• TASK GOAL: Could you recast each line of the listing below as a Markdown table with the columns Row and Line, numbering the lines and dropping any blank ones? Keep the pictures out of the table.

• DATASET RECORDS:
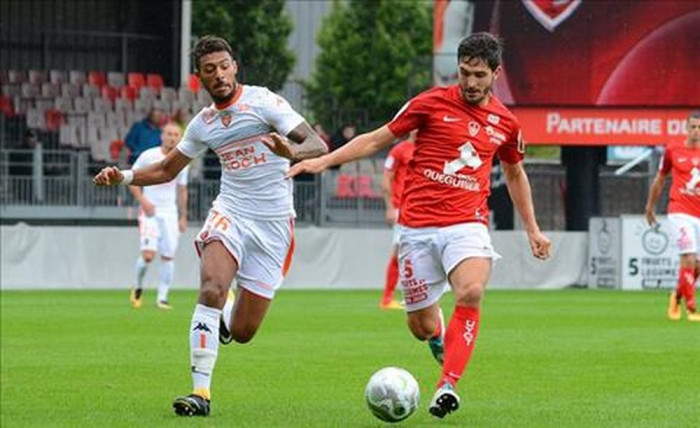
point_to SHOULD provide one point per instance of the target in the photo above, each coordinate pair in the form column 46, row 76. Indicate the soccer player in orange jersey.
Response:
column 395, row 168
column 683, row 163
column 444, row 240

• ANSWER IN FULL:
| Row | Line |
|---|---|
| 1 | point_to SHOULD provide one point per instance of the target in the photo above, each coordinate pair in the form column 46, row 76. Indicate the soccer player in orange jersey. |
| 2 | Response: |
| 3 | column 395, row 168 |
| 4 | column 683, row 163 |
| 5 | column 444, row 240 |